● **TASK OBJECTIVE**
Quote all of the material below line for line, leaving out the pictures.
Start of DATASET CONTENT
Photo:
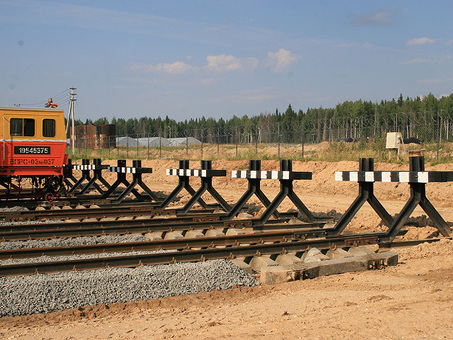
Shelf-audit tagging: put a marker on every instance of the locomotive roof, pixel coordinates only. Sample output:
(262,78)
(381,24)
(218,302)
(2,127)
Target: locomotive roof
(23,108)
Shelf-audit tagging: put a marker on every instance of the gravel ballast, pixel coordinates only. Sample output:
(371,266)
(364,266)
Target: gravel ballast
(43,293)
(74,241)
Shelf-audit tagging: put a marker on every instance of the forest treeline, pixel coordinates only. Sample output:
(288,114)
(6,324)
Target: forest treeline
(422,117)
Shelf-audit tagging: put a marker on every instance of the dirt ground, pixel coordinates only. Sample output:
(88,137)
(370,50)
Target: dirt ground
(413,300)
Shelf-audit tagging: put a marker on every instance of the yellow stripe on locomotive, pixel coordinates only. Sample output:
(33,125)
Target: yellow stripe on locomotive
(32,141)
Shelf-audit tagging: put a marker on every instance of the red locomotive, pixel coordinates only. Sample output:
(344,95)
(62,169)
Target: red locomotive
(32,149)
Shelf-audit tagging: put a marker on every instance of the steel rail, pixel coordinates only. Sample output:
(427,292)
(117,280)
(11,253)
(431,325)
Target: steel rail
(136,260)
(410,243)
(176,244)
(101,228)
(120,211)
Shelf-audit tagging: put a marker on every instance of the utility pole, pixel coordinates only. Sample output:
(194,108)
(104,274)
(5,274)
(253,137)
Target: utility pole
(71,116)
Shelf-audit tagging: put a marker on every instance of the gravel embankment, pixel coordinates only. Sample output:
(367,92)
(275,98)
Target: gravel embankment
(75,241)
(45,293)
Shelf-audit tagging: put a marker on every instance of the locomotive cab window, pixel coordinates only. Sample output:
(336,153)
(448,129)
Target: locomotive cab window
(22,127)
(48,127)
(15,127)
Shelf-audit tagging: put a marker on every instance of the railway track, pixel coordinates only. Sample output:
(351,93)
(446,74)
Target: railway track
(228,252)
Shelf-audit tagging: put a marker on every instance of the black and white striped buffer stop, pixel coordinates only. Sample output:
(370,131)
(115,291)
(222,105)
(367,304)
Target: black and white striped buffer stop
(129,170)
(195,172)
(394,176)
(257,174)
(86,167)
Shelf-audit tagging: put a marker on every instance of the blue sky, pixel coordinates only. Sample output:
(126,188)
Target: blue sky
(188,59)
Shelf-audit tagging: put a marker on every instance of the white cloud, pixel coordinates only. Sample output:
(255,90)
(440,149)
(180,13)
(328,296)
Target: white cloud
(380,17)
(281,60)
(178,67)
(225,63)
(414,61)
(420,41)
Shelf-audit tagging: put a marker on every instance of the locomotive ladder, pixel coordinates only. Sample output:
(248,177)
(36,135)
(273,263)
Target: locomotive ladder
(206,174)
(417,178)
(97,168)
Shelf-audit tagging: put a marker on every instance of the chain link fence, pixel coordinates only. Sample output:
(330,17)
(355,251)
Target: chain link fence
(280,140)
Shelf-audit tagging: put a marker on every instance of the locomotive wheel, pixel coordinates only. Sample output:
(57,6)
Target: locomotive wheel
(49,197)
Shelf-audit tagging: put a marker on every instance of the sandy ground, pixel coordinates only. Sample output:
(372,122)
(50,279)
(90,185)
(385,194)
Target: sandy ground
(413,300)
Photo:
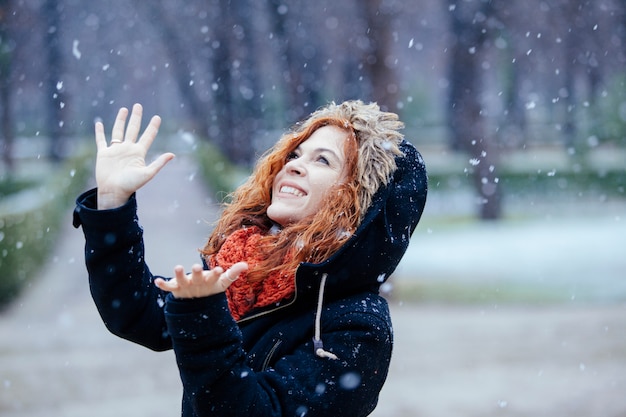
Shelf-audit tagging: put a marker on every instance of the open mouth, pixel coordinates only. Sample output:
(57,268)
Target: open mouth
(285,189)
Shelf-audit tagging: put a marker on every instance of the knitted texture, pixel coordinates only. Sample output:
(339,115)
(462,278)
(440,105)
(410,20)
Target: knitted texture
(244,296)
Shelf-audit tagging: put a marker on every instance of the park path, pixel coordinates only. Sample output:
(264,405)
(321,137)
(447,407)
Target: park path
(58,360)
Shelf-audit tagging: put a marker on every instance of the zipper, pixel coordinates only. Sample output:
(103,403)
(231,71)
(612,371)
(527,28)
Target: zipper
(266,312)
(268,358)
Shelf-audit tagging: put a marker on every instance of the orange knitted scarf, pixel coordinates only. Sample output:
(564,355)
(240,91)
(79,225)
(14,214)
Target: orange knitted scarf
(244,296)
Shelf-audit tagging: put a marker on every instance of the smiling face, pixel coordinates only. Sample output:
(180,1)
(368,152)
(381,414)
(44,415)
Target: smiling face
(309,172)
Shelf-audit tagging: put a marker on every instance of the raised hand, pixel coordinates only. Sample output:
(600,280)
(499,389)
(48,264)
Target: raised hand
(200,283)
(121,166)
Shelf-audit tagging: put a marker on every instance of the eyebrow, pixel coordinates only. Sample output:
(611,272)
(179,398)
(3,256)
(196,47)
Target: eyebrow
(322,150)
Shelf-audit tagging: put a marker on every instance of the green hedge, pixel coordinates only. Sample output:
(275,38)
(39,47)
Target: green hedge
(30,221)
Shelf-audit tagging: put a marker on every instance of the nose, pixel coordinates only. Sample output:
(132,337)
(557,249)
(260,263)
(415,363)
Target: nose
(295,167)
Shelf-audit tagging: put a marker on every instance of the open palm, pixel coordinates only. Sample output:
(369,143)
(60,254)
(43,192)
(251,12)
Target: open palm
(121,167)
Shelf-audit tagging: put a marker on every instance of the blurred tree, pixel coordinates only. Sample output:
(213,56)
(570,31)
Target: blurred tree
(167,25)
(378,57)
(297,49)
(469,25)
(6,113)
(56,98)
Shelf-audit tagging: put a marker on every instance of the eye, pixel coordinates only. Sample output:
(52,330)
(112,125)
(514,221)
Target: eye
(323,160)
End of DATASET CONTENT
● **OUTPUT FOR THIS EXERCISE**
Photo:
Shelf-audit tagging: put a marker on every instance of the locomotive roof, pixel coordinates only. Sample output:
(262,78)
(381,24)
(218,302)
(2,127)
Target: locomotive roof
(23,108)
Shelf-audit tagging: put a marker on every instance of the gravel ballast, pixel coordinates only. Sample output:
(371,266)
(364,266)
Target: gravel ballast
(43,293)
(74,241)
Shelf-audit tagging: put a marker on every instance of the forest treeline, pixel coordinates only. Sample output:
(288,114)
(6,324)
Target: forest treeline
(422,117)
Shelf-audit tagging: put a marker on every instance of the dirt ground, pixel coordinates only. Sample output:
(88,137)
(370,50)
Target: dirt ground
(413,300)
Shelf-audit tagging: put a marker on every instance of the yellow stripe on locomotive, pixel coordinates only. Sample output:
(33,125)
Target: yellow stripe on locomotive
(32,141)
Shelf-audit tagging: put a marker on every instance of the red locomotive, pixel coordinates only. Sample output:
(344,95)
(62,169)
Target: red locomotive
(32,149)
Shelf-audit tagging: put a marker on every instance of the steel rail, pixel coordinates only. Sample output:
(427,292)
(117,280)
(11,253)
(431,325)
Target: steel rail
(136,260)
(410,243)
(176,244)
(101,228)
(120,211)
Shelf-audit tagging: put a marker on every instance of the utility pole, pixel coordinates only. Sample output:
(194,108)
(104,274)
(5,274)
(253,137)
Target: utility pole
(71,116)
Shelf-audit tagging: put a marker on every instance of the gravel embankment, pixel coordinates only. Sample output:
(367,92)
(275,98)
Target: gravel embankment
(75,241)
(45,293)
Shelf-audit tagging: put a marker on every instance of the locomotive cab window, pixel coordinates only. Sample output:
(336,153)
(448,129)
Target: locomotive cab window
(22,127)
(48,127)
(15,127)
Shelf-audit tagging: put a marker on every instance of the railway track, pixel coordinates only. Sample output:
(351,93)
(446,74)
Target: railway track
(228,252)
Shelf-audit tagging: put a marker on every instance of the black and white striped buffer stop, pixel coordinates only. Sample output:
(370,131)
(115,291)
(222,105)
(367,304)
Target: black and white striped buffer stop
(129,170)
(195,172)
(394,176)
(257,174)
(86,167)
Shelf-audit tagging: put a marker on every instance of the blue sky, pixel coordinates only. Sample output:
(126,188)
Target: blue sky
(188,59)
Shelf-audit tagging: put a marker on every instance of the white cloud, pixel coordinates only. Sample output:
(255,90)
(440,149)
(180,13)
(328,296)
Target: white cloud
(380,17)
(281,60)
(178,67)
(225,63)
(414,61)
(420,41)
Shelf-audit tagging: put a marker on every instance of the locomotive ladder, pixel coordinates only. Sample output:
(248,177)
(36,135)
(273,263)
Target: locomotive ladder
(206,174)
(417,178)
(97,168)
Shelf-audit tagging: put a marker on every instance of the chain link fence, pixel coordinates only. Sample output:
(330,17)
(355,251)
Target: chain link fence
(280,140)
Shelf-audit tagging: put a marker on every instance of the locomotive wheel, pixel coordinates only. Sample output:
(57,6)
Target: locomotive wheel
(49,197)
Shelf-audit tagging: put a marker on every instance of the sandy ground, pixel coordinates only. Sample output:
(372,122)
(50,279)
(90,185)
(385,194)
Target: sandy ground
(413,300)
Photo:
Shelf-audit tagging: put a marker on every instance of the open mouth, pixel coordinates only. Sample output:
(57,268)
Target: open mouth
(285,189)
Shelf-audit tagging: put a marker on every instance of the knitted texture, pixel coordinates only. Sample output:
(339,115)
(462,278)
(440,105)
(410,20)
Target: knitted texture
(244,296)
Shelf-audit tagging: put a marker on every instance of the park path, pixel coordinates only. Sample output:
(264,405)
(321,137)
(447,407)
Target: park path
(58,360)
Shelf-audit tagging: put a marker on every instance of the zipper, pixel coordinates only. Sample output:
(103,403)
(231,71)
(612,371)
(527,28)
Target: zipper
(266,312)
(268,358)
Shelf-audit tagging: put a marker on every instance of the orange knitted scarf, pixel coordinates only. Sample output:
(564,355)
(240,91)
(79,225)
(14,214)
Target: orange knitted scarf
(244,296)
Shelf-audit tagging: put a marker on every instance of the smiling face, pixel coordinates only. Sample output:
(180,1)
(368,152)
(381,414)
(44,415)
Target: smiling face
(309,172)
Shelf-audit tagging: put a marker on every instance of the raised hand, pixel coordinates only. Sample output:
(600,280)
(499,389)
(48,264)
Target: raised hand
(200,283)
(121,166)
Shelf-audit tagging: put a marker on every instance of the eyebrow, pixel coordinates only. Sample output:
(611,272)
(179,398)
(3,256)
(196,47)
Target: eyebrow
(322,150)
Shelf-audit tagging: put a marker on every instance of the green hedge, pixel coordinates only. Sample output:
(275,38)
(39,47)
Target: green hedge
(30,221)
Shelf-audit tagging: put a marker on every instance of the nose, pixel coordinates only. Sample output:
(132,337)
(557,249)
(260,263)
(415,363)
Target: nose
(295,167)
Shelf-audit tagging: put a marker on every instance of the open palm, pixel coordinates only. Sample output:
(369,143)
(60,254)
(43,192)
(251,12)
Target: open palm
(121,167)
Shelf-audit tagging: put a marker on every instance of the blurred tree, pixel coordinates only. Sample output:
(213,56)
(570,31)
Target: blurred tree
(167,25)
(378,57)
(297,49)
(469,25)
(6,113)
(56,98)
Shelf-audit tagging: put a marker on every instance of the eye, pixel coordinates only. Sample output:
(52,330)
(112,125)
(514,221)
Target: eye
(323,160)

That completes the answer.